**Source data**
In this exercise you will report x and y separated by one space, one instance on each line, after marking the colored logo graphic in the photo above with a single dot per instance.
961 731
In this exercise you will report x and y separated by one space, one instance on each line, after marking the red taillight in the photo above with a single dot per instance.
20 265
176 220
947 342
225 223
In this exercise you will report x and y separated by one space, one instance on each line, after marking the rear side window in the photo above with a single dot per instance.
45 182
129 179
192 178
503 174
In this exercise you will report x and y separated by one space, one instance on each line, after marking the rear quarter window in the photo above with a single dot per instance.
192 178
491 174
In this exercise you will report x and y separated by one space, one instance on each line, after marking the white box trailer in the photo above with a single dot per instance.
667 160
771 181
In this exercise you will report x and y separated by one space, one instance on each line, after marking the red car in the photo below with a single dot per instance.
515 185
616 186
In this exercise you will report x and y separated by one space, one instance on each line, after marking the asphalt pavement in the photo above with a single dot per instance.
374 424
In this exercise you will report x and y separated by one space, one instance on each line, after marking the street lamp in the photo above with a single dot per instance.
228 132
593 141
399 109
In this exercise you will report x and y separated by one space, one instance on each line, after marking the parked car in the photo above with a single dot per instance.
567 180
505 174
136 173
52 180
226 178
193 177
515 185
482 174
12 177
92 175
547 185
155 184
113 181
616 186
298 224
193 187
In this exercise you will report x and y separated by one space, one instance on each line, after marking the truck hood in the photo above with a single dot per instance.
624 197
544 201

**What is being asked**
Word for word, reproduce all of the material shown above.

**Solution to the exercise**
In this exercise you will report x and y separated by one space, one instance on each line, after marking the colored logo graphic in the photo above with a single dot per instance.
961 731
In this exercise you will report x and y separated by one space, one instance on each line, after marking the red taillight in the photo above with a single dot per instance.
20 265
176 220
947 342
225 223
In this exercise you will report x and y separated by one space, one instance on each line, after marking the rear side window in the photo above with a single dot per instance.
45 182
129 179
192 178
503 174
In this exercise you will report x and y separated by one space, one instance on each line, after marking the rear quarter window in the photo above with a single dot per instance.
192 178
491 174
In this exercise you will report x and y separated by one space, one instance on each line, after marking the white box trailer in the photo above with a single dot per instance.
667 160
771 181
In this exercise you will report x and y separated by one space, one instance on each line, after marking the red car in the photo below with a single dot per instance.
515 185
616 186
In this exercise you will report x and y separated by one space, one instance on each line, after marking the asphalt pavement in the photo above with a single dot per instance.
374 424
In this exercise you will report x and y separated by one space, one instance on each line, after marking the street lamp in the photo above with a single dot per instance.
228 132
593 141
399 109
In this exercise you will report x and y separated by one space, one instance on each line, after marking the parked car in the photo above with a single dot per instance.
567 180
505 174
136 173
52 180
226 178
193 177
515 185
482 174
12 177
92 175
547 185
155 184
113 181
616 186
298 224
193 187
In this exercise you will report x and y separated by one space, one instance on each line, after marking the truck hood in the photo above with a single dot per instance.
624 197
544 201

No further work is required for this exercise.